◆ **Data records**
=======

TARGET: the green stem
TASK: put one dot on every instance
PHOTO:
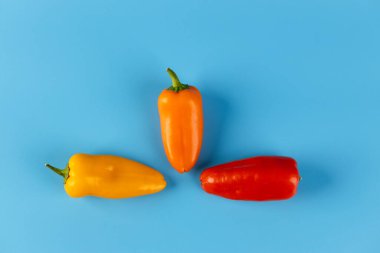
(64, 173)
(176, 84)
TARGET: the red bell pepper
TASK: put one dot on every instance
(259, 178)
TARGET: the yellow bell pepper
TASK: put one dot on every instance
(108, 176)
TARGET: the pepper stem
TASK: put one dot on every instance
(64, 173)
(175, 80)
(176, 84)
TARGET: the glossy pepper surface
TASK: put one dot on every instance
(259, 178)
(181, 117)
(109, 176)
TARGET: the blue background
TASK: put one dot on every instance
(294, 78)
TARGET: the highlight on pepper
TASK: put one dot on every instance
(181, 118)
(108, 176)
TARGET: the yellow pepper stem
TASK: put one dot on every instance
(64, 173)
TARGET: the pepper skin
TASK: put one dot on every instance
(259, 178)
(108, 176)
(181, 117)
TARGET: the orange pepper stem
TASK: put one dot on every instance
(64, 173)
(176, 84)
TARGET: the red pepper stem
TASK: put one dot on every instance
(64, 173)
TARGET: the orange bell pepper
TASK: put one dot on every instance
(181, 117)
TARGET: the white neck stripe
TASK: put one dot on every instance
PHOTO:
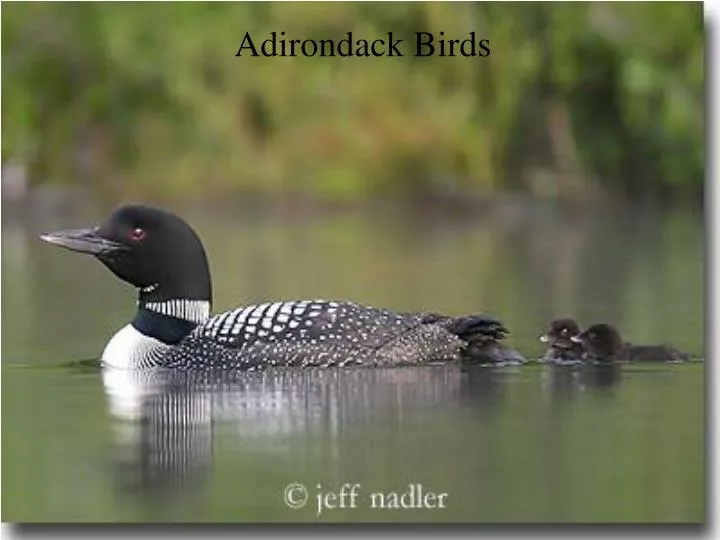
(191, 310)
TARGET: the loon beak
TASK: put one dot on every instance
(82, 240)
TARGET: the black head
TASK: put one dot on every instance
(601, 341)
(149, 248)
(560, 332)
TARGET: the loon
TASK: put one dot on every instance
(561, 347)
(602, 343)
(162, 256)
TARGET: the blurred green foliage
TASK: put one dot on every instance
(575, 99)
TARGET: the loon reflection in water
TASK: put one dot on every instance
(165, 420)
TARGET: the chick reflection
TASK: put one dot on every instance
(563, 381)
(166, 421)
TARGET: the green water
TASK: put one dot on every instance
(527, 444)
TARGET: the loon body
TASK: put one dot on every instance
(163, 257)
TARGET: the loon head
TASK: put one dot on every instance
(152, 249)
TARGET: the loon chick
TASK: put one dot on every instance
(561, 347)
(163, 257)
(602, 343)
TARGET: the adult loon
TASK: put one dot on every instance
(163, 258)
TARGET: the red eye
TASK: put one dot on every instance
(137, 234)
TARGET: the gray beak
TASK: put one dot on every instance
(83, 241)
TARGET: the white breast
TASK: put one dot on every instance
(131, 349)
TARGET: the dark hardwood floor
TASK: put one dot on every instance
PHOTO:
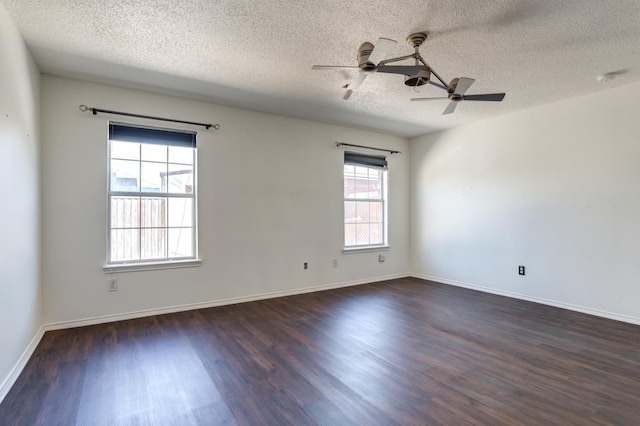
(405, 351)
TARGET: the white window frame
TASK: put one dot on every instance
(384, 244)
(158, 262)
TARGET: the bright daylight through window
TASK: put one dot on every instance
(152, 195)
(365, 195)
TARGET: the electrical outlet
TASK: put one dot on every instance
(112, 284)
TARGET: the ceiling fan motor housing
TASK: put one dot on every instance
(419, 79)
(364, 51)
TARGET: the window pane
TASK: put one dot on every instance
(362, 211)
(375, 233)
(349, 181)
(375, 212)
(181, 242)
(350, 211)
(125, 150)
(154, 153)
(125, 175)
(154, 177)
(374, 188)
(180, 179)
(125, 245)
(181, 155)
(154, 212)
(349, 234)
(153, 243)
(125, 212)
(180, 212)
(362, 234)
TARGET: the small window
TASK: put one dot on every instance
(365, 195)
(152, 195)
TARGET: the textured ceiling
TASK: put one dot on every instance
(258, 54)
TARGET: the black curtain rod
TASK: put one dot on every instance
(95, 111)
(390, 151)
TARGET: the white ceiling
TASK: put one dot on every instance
(257, 54)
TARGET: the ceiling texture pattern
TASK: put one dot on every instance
(258, 54)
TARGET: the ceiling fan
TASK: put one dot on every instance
(456, 94)
(370, 59)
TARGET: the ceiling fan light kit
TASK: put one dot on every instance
(371, 59)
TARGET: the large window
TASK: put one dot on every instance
(152, 195)
(365, 195)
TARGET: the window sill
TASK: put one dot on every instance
(351, 250)
(150, 266)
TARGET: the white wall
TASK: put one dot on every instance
(553, 188)
(19, 198)
(270, 198)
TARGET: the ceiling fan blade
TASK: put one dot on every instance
(450, 108)
(428, 99)
(357, 82)
(495, 97)
(333, 67)
(400, 69)
(438, 85)
(463, 85)
(382, 47)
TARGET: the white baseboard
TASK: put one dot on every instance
(13, 375)
(563, 305)
(210, 304)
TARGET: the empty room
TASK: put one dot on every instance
(335, 213)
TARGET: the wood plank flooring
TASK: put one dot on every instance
(406, 352)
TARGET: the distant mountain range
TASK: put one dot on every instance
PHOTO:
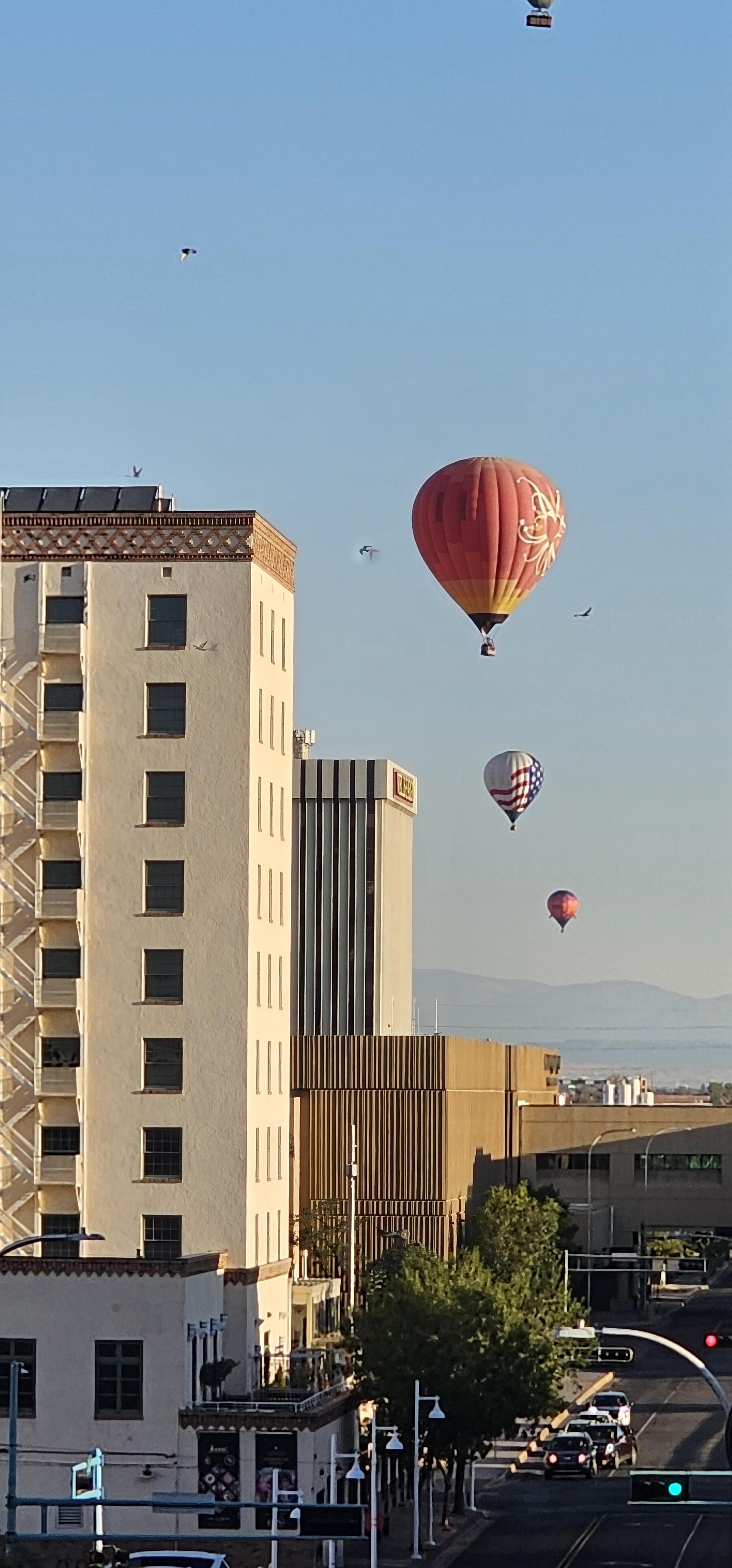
(612, 1026)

=======

◆ **Directions for this task**
Rewrite every line, requests included, starting at the line containing "TARGET: the empty room" and ending at the last line of the records. Scale each point coordinate in the answers by 1.35, rounding to whole numbers with halves rounded up, and leave the pictures out.

◆ **Task solution**
TARGET: the empty room
TASK: put one dot on every instance
(452, 288)
TARGET: the wood plank flooring
TASK: put one dot on every instance
(548, 475)
TARGET: the distant mountain range
TASK: put one dot on every instance
PHOTO:
(826, 1385)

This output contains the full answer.